Citizens Advice Salford
Submissions to Government consultation – “A new deal for Renting” July 2019
Salford Citizens Advice provides advice to more than 20,000 people each year, and of these some 2,800 come to us with housing related advice problems, making us the biggest provider of housing advice in Salford.
From those that approach us with housing problems, over 1,000 a year relate to private sector housing problems, a significant number of which are related to the issue of Section 21 notices.
We note that the second biggest driver of homelessness in Salford is the issue of Section 21 notices, representing 23% of homelessness in the last reported data. This is only marginally less than the ‘friends and family no longer to accommodate’ category, which in all likelihood probable includes some people who are essentially homeless because of the application of Section 21.
We, in last year’s consultation ‘Overcoming the Barriers to Longer Tenancies in the Private Rented Sector’, called for the creation of non-time limited tenancies in the private sector. This remains our view.
When we wrote our response to this earlier consultation we relied extensively on our five year research project looking into the operation of the local private rented sector, running from 2016 through to 2021. The second (the latest) of three reports is also enclosed for your information.
Our specific responses to your questions is as follows:
Do you agree that the abolition of the assured shorthold regime (including the use of section 21 notices) should extend to all users of the Housing Act 1988?

STATED EXERCISE:
Answer these questions using the consultation submission:
1. How many people does Salford Citizens Advice advise each year?
2. What share of homelessness in Salford did Section 21 notices represent in the last reported data?
3. Which years does the five year research project on the local private rented sector cover?

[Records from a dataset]
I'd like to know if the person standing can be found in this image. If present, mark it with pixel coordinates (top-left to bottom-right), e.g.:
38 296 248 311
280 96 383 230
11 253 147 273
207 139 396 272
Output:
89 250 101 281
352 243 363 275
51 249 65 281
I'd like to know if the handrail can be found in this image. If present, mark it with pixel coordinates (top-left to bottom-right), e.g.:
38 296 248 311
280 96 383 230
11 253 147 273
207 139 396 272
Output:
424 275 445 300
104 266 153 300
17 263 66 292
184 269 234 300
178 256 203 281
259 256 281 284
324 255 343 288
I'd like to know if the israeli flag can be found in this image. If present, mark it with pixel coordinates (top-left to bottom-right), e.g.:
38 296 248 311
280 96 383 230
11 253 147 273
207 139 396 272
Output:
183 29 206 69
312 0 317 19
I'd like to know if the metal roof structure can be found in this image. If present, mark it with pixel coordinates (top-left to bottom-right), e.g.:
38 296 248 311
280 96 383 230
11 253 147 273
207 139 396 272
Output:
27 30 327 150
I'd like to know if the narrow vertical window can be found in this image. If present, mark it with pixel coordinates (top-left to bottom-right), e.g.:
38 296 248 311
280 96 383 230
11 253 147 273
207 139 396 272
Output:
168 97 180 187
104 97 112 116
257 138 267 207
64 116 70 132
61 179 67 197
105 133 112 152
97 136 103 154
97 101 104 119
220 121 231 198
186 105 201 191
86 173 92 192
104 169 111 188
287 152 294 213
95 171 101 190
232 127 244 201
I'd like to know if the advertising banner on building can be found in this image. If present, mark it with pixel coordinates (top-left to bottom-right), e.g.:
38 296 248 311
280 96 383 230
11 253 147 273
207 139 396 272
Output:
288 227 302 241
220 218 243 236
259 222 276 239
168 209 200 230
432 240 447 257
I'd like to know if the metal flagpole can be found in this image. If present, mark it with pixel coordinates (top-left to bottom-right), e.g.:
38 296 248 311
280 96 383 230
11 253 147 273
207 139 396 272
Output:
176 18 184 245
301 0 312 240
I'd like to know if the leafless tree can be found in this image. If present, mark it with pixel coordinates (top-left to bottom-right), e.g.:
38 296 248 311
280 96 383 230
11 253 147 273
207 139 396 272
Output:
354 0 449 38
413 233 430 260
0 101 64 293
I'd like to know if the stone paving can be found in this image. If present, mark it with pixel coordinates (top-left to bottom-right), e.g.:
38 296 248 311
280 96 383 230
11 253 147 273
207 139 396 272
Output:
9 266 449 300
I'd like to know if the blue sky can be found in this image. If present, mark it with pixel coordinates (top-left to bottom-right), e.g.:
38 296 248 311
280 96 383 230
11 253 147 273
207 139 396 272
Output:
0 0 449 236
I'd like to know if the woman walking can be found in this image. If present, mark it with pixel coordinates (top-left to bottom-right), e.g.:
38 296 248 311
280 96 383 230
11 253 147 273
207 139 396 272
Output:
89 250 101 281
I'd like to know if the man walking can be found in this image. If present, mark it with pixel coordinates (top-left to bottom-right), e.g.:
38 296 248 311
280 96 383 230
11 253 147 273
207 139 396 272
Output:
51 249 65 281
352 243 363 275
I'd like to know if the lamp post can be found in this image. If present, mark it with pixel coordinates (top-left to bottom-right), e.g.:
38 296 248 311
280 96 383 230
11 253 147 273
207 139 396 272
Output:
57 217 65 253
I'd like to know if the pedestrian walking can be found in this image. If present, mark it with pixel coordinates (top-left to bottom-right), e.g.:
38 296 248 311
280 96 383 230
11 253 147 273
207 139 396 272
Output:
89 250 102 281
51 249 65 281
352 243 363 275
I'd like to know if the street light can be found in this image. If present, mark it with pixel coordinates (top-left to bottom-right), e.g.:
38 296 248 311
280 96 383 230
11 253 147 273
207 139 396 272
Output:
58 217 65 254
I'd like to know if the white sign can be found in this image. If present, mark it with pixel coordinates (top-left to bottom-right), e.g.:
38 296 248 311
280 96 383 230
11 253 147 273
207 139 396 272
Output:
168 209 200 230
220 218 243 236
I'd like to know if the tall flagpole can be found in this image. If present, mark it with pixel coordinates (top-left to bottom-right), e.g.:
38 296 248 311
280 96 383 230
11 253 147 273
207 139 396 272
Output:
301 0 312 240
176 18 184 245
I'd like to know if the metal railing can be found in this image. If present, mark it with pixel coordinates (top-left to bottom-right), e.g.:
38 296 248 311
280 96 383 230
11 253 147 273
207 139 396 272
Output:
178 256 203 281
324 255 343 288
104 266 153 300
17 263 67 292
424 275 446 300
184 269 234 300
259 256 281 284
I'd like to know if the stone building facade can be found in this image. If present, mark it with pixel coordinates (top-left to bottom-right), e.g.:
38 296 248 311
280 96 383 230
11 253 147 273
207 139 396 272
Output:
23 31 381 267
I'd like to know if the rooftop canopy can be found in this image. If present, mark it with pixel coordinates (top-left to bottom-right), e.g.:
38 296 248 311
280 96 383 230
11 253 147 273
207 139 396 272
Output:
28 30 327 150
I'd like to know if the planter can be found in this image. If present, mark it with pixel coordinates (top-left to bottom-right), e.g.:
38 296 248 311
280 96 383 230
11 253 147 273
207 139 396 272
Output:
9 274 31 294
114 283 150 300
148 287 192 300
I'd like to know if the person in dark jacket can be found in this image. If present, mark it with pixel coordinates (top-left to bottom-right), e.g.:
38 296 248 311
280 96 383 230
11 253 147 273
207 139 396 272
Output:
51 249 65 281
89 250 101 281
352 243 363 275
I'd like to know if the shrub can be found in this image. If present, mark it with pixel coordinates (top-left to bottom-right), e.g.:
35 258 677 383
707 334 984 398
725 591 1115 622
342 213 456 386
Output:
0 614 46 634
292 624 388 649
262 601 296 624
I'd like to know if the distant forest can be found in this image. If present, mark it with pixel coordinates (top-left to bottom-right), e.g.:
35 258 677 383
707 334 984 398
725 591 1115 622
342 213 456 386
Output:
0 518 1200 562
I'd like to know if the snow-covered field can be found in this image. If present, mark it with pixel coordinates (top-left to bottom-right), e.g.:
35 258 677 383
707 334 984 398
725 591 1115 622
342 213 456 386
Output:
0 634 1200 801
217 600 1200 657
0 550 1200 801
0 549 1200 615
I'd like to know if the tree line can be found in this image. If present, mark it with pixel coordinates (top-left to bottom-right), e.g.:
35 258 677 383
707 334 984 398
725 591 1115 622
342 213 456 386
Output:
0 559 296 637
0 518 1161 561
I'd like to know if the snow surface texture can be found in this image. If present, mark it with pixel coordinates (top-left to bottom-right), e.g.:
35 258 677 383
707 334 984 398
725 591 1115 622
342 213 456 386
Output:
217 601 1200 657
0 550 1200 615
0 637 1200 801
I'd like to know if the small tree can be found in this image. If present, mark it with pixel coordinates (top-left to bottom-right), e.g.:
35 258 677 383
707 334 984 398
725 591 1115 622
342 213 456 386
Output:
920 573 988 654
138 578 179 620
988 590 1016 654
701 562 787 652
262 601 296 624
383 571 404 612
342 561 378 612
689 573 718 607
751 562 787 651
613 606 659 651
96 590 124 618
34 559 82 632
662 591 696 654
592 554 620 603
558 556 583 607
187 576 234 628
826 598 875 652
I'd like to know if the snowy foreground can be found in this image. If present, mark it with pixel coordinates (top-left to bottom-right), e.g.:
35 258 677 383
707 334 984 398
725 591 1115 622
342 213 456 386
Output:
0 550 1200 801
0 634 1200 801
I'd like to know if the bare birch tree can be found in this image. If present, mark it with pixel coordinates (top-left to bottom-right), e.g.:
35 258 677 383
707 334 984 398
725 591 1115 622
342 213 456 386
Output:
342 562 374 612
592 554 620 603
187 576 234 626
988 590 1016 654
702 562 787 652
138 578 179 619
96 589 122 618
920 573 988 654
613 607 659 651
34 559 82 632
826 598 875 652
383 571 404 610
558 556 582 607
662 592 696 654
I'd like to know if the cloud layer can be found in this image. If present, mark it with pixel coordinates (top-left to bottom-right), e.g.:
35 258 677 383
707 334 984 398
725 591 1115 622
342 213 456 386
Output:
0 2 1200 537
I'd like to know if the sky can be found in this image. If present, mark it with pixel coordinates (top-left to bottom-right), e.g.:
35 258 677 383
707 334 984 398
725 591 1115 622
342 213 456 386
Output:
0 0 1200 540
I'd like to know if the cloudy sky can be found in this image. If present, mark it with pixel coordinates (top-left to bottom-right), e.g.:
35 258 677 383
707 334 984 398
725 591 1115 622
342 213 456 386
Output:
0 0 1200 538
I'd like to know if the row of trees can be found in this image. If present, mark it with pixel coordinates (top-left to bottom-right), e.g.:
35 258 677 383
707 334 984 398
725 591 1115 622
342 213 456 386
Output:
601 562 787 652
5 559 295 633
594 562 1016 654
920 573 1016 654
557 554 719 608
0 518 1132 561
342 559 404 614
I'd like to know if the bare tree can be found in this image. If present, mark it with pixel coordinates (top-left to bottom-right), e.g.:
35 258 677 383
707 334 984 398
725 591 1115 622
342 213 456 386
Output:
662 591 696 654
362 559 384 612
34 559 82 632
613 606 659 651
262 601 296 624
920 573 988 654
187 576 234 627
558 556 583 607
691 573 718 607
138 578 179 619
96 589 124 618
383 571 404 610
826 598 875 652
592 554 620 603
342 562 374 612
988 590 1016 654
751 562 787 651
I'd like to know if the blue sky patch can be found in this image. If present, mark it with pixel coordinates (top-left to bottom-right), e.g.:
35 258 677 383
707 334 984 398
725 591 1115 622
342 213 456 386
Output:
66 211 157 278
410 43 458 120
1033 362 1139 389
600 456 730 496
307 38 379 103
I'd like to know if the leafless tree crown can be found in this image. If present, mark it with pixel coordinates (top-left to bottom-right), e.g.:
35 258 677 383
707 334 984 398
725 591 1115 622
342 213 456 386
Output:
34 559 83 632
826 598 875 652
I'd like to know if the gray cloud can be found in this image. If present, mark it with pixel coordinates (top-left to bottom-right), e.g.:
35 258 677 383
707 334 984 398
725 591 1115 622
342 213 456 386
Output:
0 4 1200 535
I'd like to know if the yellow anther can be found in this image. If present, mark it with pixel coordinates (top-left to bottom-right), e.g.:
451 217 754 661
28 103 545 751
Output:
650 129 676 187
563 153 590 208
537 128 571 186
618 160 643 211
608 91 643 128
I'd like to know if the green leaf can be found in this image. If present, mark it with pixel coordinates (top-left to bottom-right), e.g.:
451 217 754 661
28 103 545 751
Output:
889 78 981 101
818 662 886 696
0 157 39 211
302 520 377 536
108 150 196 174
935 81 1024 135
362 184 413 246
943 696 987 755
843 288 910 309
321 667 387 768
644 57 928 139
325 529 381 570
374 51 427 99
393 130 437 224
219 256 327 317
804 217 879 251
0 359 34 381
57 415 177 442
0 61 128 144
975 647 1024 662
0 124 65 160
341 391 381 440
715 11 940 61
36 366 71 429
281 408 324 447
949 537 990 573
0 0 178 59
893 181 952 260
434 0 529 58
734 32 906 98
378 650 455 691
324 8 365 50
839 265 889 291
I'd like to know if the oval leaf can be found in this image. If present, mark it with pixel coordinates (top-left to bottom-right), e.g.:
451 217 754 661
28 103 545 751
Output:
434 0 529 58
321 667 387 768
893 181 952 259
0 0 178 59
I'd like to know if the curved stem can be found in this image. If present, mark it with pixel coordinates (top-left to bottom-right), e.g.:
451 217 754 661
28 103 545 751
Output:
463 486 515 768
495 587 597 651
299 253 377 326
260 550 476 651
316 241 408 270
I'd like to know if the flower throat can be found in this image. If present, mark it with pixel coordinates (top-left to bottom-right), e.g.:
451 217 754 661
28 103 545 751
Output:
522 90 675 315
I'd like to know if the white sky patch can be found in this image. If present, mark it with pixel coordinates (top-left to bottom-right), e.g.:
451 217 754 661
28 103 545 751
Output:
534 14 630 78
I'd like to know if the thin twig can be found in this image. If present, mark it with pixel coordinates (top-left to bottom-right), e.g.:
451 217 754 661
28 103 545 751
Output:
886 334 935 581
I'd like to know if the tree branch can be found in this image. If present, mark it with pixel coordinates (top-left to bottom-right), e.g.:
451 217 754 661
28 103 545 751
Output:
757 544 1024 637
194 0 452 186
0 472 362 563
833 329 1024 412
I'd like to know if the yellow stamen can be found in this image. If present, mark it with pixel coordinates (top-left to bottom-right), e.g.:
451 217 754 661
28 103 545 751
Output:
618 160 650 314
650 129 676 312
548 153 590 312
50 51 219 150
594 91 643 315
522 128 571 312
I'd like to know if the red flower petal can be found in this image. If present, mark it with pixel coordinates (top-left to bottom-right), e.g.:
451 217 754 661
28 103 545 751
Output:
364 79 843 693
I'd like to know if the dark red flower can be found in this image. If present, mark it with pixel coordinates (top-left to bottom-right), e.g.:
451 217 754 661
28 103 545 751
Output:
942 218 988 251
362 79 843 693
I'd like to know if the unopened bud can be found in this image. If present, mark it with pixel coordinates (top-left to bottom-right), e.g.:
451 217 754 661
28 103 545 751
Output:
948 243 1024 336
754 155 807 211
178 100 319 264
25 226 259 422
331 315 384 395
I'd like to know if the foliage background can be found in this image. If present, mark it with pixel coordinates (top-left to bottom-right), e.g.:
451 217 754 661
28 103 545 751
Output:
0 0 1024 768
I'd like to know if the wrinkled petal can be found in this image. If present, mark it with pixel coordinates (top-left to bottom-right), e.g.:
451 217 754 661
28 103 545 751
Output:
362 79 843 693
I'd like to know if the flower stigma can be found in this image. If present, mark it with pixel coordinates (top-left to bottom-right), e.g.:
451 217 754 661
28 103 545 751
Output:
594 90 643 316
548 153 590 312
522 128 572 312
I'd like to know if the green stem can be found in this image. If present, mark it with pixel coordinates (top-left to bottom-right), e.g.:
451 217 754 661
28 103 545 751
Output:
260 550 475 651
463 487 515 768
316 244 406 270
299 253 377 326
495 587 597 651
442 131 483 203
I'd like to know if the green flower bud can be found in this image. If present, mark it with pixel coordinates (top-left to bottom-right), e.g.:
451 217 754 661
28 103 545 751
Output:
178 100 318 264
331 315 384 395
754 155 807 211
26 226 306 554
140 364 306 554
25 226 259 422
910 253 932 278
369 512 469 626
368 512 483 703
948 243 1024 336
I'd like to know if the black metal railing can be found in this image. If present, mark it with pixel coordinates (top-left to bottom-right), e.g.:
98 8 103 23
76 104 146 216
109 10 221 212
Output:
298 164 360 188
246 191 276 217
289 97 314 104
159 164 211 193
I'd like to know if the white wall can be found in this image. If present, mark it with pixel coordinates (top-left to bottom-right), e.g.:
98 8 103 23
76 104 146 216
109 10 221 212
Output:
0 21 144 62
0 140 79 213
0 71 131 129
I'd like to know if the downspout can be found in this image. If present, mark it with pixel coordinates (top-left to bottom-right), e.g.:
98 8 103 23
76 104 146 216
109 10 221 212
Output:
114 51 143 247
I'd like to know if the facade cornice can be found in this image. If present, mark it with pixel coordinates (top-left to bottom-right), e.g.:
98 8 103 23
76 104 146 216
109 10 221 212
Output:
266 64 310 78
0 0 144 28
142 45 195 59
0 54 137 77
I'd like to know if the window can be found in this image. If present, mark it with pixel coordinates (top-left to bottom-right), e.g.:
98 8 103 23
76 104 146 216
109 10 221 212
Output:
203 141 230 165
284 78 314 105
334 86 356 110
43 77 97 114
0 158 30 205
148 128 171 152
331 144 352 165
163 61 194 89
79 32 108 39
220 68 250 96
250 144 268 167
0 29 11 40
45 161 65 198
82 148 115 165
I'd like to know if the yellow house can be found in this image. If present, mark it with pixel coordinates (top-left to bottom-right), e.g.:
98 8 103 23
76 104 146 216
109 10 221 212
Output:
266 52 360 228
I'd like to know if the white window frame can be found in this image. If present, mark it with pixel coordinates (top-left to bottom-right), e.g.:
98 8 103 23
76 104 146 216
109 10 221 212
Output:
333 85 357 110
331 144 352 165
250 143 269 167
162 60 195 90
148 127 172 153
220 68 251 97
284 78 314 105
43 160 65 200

FULL OUTPUT:
1. More than 20,000 people.
2. 23%.
3. 2016 through 2021.